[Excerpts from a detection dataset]
..............................

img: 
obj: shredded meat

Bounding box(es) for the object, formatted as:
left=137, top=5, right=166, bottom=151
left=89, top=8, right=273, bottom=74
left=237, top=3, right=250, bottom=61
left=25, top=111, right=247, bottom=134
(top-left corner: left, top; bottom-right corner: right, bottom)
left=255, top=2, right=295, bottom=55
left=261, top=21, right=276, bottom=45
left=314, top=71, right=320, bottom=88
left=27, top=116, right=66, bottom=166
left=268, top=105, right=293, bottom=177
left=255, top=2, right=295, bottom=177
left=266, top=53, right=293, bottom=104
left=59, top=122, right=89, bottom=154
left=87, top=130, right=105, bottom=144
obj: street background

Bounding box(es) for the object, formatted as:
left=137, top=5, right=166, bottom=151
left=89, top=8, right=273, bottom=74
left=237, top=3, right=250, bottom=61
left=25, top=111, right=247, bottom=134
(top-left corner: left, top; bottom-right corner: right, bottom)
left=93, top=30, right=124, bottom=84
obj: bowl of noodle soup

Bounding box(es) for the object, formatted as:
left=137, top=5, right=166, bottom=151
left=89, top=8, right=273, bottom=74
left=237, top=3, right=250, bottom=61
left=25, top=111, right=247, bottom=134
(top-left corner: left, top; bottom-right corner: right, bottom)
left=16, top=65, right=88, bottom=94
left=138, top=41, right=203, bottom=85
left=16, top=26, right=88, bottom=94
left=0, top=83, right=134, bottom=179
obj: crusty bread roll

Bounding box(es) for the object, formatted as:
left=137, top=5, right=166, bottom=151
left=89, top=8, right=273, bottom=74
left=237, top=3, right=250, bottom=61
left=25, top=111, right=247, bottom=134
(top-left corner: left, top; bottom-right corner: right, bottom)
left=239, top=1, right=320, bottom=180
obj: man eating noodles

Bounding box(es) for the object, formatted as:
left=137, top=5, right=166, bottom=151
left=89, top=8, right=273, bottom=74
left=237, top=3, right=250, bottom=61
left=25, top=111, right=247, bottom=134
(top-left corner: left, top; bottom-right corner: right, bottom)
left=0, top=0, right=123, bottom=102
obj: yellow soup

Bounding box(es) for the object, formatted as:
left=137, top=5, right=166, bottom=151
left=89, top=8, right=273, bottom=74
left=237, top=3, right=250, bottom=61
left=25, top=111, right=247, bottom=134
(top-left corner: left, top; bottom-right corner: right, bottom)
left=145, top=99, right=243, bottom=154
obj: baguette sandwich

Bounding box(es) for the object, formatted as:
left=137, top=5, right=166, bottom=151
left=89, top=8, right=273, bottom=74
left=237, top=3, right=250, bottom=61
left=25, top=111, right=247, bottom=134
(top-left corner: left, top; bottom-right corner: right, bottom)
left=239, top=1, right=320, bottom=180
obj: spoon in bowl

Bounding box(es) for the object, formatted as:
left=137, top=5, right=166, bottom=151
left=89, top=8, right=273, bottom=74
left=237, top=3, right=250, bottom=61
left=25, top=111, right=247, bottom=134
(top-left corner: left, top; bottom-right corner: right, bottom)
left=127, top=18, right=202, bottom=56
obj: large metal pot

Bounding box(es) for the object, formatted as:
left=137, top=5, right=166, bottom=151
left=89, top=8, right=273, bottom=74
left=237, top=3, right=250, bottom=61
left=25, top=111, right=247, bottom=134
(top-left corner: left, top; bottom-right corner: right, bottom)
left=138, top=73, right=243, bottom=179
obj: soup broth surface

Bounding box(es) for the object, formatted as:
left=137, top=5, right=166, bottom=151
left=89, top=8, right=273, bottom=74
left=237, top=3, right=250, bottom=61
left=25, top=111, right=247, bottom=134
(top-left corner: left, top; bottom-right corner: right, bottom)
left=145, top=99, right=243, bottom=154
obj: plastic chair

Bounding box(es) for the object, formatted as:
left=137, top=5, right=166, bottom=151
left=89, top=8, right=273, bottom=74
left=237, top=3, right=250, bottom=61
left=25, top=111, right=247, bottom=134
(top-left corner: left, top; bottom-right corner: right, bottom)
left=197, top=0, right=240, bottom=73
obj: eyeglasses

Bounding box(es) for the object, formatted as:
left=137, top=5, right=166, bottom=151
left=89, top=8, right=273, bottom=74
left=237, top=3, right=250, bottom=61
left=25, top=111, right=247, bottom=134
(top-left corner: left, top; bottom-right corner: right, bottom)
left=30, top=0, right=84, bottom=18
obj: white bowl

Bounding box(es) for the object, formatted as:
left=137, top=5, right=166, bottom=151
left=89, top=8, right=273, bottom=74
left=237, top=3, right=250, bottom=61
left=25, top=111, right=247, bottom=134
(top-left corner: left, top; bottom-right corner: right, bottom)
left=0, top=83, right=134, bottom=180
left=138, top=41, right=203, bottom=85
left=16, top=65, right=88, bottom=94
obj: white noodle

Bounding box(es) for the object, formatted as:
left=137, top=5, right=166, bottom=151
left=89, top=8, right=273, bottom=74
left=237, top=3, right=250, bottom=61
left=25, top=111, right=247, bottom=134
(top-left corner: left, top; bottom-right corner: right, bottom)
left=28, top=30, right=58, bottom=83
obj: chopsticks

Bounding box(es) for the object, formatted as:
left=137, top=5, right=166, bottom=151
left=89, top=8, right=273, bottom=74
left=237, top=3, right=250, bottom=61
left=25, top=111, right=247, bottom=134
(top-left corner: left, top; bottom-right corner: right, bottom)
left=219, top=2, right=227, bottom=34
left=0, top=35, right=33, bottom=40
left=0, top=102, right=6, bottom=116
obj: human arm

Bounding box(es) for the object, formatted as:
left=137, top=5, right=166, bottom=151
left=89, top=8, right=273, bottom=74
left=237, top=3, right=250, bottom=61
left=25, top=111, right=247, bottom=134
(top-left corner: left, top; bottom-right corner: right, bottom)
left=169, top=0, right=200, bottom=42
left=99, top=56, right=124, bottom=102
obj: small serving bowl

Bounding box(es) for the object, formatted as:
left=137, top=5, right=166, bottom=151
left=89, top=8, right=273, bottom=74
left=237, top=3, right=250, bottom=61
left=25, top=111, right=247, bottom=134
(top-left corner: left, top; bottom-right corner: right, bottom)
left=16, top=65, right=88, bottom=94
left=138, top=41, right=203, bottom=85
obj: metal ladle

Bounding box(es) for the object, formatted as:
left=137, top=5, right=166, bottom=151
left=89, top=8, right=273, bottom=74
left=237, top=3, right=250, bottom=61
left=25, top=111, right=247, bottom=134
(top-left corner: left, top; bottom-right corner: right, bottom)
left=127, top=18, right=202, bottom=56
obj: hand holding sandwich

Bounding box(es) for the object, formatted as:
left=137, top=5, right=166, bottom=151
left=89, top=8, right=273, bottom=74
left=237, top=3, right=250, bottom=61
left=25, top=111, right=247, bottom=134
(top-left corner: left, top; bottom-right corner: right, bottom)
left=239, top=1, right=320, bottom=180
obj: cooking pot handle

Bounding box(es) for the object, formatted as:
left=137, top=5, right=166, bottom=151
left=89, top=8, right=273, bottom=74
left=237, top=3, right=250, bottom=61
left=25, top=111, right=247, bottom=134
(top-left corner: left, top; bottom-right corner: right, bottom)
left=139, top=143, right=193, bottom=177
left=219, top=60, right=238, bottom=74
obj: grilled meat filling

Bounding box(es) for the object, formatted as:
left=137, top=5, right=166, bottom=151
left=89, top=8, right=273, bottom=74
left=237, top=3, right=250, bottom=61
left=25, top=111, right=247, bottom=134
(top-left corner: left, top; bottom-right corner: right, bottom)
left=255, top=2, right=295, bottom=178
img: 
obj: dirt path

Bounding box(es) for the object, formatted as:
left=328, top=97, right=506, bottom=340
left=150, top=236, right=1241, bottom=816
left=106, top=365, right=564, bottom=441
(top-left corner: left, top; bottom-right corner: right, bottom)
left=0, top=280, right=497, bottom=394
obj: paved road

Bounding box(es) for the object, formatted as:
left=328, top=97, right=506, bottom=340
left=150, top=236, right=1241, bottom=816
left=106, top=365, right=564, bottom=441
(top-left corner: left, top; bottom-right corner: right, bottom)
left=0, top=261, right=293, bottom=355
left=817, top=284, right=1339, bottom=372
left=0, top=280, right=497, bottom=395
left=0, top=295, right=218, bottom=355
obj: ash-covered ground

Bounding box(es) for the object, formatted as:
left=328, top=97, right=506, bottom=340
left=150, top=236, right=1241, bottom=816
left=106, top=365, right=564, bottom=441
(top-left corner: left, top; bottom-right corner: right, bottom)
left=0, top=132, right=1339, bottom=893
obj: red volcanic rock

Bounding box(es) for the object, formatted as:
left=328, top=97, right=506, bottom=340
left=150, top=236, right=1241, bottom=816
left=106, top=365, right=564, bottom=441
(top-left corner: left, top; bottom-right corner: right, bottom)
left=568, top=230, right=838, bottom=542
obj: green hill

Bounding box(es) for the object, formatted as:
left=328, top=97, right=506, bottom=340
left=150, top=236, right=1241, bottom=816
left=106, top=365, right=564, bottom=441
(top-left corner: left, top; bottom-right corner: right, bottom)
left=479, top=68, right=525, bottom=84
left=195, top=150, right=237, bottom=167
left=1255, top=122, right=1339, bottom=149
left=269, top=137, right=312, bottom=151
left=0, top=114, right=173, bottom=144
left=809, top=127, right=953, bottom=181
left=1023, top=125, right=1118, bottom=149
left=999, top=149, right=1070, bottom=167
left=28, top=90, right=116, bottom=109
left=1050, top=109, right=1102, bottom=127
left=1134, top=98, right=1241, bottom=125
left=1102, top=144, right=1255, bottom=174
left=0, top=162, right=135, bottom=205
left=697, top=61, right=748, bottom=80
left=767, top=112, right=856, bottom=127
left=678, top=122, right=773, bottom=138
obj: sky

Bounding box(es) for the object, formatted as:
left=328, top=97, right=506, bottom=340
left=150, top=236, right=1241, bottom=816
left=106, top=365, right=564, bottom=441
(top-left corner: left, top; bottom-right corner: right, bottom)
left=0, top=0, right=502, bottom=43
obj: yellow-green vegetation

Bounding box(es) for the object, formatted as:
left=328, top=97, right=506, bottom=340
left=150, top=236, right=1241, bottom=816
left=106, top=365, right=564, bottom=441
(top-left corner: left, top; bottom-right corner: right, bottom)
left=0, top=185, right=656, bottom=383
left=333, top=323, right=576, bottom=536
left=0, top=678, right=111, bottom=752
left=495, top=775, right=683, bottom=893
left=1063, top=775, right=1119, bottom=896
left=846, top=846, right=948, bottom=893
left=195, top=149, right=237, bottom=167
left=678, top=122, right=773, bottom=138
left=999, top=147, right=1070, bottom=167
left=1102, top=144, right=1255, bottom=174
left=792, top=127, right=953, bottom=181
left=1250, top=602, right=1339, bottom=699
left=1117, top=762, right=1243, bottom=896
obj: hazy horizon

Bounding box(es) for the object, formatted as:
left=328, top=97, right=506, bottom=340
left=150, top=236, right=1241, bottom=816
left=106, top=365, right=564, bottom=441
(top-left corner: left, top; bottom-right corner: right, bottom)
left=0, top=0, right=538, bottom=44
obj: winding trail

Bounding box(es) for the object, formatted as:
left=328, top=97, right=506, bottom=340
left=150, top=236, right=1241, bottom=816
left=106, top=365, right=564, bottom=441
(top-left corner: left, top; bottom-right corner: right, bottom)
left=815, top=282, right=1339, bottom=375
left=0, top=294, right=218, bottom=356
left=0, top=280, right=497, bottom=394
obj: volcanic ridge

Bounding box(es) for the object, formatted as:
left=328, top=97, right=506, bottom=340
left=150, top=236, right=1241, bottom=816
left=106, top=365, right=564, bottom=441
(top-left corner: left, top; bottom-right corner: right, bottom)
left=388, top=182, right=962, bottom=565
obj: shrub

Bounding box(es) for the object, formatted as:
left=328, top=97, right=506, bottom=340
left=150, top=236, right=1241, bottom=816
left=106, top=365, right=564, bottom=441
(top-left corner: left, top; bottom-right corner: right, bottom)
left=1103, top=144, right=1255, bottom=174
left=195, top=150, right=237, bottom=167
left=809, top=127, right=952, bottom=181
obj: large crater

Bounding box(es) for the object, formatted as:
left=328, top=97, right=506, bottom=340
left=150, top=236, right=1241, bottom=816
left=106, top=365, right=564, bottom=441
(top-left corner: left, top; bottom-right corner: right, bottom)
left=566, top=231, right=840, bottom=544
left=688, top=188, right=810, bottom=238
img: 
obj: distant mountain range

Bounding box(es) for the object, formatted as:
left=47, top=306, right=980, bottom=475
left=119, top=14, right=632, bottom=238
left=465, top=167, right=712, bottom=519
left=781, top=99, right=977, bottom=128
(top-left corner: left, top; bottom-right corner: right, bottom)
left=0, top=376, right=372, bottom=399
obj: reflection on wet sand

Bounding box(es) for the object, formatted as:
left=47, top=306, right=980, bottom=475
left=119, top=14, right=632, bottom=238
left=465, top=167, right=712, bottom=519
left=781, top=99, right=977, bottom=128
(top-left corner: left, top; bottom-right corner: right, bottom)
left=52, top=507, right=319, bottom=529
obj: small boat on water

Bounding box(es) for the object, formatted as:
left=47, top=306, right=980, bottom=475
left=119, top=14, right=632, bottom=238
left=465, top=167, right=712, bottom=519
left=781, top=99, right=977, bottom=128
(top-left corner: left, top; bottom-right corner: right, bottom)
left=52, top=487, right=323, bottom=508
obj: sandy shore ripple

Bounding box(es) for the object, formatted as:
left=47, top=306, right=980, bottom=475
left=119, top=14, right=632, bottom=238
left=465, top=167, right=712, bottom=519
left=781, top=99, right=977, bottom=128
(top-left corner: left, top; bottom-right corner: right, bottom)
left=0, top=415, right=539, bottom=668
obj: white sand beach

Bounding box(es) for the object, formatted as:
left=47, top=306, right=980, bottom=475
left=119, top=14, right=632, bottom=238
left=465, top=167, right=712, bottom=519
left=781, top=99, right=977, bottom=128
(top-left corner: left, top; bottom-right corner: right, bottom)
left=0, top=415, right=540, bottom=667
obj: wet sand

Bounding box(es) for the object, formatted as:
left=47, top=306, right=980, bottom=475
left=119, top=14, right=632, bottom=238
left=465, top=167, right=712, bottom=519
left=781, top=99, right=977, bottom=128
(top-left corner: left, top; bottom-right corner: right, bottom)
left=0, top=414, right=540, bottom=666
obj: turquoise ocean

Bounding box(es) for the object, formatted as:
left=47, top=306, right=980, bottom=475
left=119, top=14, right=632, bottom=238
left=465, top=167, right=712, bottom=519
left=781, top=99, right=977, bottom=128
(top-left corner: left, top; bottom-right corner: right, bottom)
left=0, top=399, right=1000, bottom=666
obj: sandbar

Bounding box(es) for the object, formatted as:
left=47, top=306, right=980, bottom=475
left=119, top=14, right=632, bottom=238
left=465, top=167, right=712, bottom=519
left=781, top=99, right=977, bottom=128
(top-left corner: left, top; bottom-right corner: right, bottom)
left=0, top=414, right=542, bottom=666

..............................

**EXERCISE INSTRUCTIONS**
How many lines of the records contain the string "small"? Give only the number.

**ANSWER TO THIS EXERCISE**
2